## PROBLEM DESCRIPTION
Pick out and copy each line in the rows below that contains the string "slope". Case counts when matching.

[Excerpts from point annotation data]
⁂

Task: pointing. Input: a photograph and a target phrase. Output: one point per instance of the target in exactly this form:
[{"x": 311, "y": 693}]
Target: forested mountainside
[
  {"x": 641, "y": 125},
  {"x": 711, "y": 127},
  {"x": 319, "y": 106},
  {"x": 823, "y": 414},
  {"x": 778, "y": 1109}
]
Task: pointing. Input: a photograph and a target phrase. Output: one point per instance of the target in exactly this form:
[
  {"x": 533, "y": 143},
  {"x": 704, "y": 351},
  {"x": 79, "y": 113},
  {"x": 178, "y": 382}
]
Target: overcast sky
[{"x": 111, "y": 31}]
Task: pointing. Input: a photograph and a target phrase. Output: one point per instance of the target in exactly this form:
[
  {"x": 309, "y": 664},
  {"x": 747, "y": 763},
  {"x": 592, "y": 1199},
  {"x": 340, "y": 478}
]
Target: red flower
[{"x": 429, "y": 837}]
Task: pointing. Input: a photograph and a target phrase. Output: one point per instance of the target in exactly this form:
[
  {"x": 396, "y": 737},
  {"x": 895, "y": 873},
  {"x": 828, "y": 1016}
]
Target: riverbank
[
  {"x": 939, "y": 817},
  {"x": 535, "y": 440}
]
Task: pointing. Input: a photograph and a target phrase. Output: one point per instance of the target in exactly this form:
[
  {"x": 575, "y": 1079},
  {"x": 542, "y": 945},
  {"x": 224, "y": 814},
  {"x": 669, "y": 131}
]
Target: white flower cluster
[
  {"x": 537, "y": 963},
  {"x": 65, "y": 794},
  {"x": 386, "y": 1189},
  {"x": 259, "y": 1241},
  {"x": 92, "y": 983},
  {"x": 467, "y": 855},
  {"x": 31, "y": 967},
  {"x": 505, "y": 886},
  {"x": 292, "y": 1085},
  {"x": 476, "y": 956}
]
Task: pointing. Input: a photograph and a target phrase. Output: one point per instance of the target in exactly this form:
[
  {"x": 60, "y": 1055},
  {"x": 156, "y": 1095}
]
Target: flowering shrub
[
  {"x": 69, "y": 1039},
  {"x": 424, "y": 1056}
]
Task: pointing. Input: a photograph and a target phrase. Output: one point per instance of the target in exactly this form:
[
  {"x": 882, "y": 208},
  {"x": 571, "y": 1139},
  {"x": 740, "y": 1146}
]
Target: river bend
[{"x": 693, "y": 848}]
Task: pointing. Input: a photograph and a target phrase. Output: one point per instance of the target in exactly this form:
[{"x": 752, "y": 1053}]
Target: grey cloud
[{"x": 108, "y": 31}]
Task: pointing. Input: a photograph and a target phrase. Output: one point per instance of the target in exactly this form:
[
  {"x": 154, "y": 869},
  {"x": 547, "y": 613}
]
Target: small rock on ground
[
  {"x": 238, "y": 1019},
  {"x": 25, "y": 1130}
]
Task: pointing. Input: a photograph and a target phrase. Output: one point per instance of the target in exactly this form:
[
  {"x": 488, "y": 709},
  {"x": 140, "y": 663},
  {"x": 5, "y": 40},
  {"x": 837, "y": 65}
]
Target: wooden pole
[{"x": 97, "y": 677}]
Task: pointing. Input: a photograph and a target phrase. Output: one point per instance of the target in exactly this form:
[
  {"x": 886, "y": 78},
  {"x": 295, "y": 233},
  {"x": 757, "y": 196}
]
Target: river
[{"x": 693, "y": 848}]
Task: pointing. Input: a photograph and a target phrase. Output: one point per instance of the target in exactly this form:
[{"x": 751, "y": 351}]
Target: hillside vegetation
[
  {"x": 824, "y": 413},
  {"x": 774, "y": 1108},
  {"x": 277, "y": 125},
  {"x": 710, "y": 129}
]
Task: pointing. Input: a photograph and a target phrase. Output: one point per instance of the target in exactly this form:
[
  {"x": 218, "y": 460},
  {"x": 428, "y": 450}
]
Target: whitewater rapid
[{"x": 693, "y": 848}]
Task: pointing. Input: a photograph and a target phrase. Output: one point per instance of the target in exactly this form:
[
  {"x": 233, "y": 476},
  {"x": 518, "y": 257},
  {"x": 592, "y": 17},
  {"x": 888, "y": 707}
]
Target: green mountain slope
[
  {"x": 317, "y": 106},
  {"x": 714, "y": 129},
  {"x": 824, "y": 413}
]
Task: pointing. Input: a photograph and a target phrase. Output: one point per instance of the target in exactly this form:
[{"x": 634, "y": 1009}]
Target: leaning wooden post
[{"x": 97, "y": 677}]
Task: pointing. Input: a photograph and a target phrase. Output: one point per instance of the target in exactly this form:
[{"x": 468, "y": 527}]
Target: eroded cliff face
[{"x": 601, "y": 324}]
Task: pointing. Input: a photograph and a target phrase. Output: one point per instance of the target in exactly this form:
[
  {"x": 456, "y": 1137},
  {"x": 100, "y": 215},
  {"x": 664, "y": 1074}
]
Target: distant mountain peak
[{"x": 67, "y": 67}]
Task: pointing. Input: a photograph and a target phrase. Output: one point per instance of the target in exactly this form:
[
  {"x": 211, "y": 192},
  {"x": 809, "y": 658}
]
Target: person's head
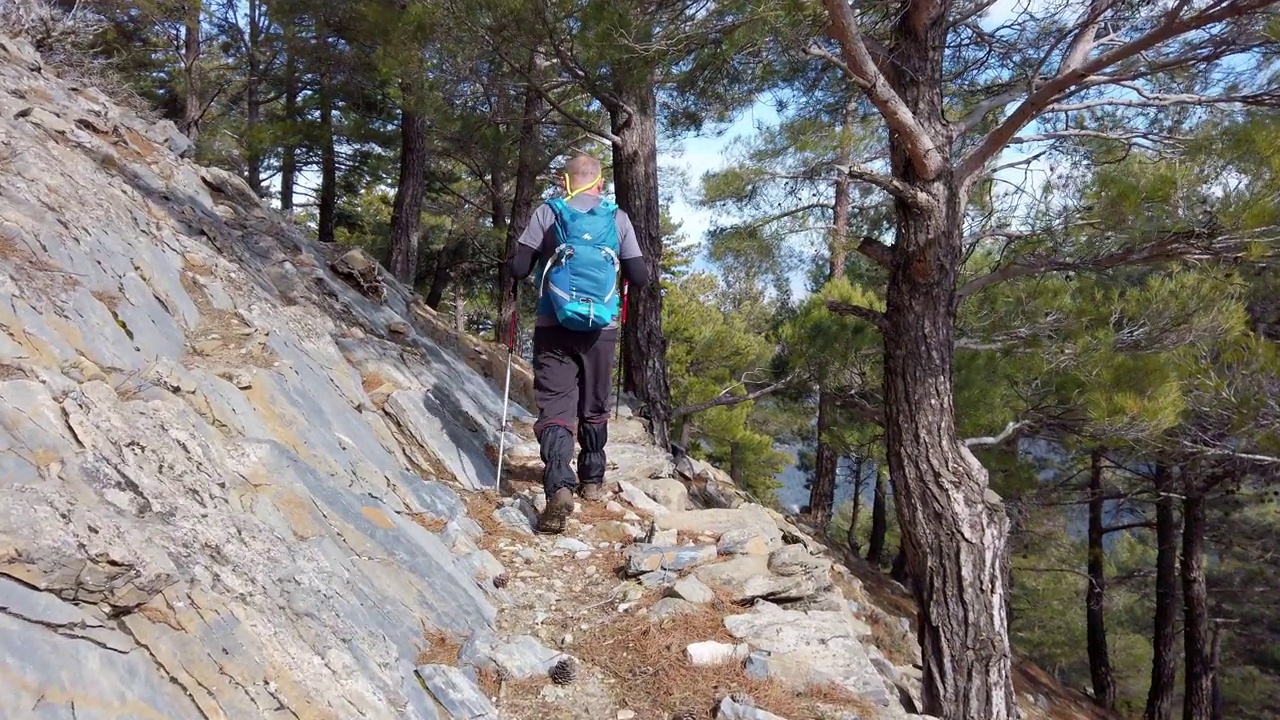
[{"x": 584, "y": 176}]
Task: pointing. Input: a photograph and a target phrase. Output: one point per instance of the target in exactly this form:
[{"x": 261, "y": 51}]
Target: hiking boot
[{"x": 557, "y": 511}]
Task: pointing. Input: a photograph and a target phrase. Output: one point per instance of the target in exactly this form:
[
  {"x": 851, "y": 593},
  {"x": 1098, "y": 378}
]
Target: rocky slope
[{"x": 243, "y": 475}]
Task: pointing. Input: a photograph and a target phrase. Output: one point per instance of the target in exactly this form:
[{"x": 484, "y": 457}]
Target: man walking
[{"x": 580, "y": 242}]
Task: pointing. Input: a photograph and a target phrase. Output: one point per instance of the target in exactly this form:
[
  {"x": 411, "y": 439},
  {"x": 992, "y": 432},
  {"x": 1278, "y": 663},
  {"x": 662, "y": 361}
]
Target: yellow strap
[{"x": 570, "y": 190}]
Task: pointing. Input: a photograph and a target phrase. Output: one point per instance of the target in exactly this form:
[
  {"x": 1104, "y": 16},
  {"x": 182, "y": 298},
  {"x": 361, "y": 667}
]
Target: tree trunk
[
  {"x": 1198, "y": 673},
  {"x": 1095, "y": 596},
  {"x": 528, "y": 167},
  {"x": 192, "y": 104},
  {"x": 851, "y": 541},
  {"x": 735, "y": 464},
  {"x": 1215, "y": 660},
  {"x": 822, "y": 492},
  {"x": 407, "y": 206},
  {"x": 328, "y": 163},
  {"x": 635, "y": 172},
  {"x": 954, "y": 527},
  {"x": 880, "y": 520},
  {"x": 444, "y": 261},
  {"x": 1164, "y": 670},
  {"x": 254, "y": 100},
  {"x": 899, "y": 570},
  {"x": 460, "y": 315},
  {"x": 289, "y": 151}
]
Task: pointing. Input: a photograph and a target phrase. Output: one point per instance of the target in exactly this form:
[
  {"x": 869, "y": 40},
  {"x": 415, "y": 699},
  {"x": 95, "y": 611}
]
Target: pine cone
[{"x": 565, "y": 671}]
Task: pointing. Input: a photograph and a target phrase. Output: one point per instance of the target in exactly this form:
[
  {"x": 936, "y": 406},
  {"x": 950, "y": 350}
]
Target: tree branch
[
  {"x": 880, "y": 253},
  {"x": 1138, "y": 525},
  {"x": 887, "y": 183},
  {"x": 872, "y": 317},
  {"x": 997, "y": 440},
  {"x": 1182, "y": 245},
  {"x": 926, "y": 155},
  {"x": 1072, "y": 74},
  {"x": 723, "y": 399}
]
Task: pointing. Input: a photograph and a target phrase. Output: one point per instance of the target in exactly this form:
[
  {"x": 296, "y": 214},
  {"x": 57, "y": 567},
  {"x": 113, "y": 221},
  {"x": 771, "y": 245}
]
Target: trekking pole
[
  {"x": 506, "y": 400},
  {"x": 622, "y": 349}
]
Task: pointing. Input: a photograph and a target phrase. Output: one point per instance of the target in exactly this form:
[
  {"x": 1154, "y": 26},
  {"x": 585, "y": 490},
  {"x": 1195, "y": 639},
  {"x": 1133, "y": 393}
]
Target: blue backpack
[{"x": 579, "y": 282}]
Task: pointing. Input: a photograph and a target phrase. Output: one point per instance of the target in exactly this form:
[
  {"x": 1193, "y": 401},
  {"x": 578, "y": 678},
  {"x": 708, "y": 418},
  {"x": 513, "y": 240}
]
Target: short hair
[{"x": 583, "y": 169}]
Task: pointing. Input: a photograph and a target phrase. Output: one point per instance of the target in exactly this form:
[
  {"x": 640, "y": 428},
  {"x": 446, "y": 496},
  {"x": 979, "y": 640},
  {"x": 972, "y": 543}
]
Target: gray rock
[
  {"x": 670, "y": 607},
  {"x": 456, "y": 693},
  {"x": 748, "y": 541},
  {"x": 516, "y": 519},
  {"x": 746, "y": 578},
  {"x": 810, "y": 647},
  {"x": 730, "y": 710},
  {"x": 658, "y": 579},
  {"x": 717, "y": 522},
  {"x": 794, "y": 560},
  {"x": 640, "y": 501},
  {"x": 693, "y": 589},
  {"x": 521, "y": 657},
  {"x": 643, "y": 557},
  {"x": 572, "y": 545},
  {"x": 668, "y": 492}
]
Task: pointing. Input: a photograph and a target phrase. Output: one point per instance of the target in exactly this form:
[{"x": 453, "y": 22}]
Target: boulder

⁂

## SOLUTION FOR THIS PROBLEM
Target: green mountain slope
Target: rocky slope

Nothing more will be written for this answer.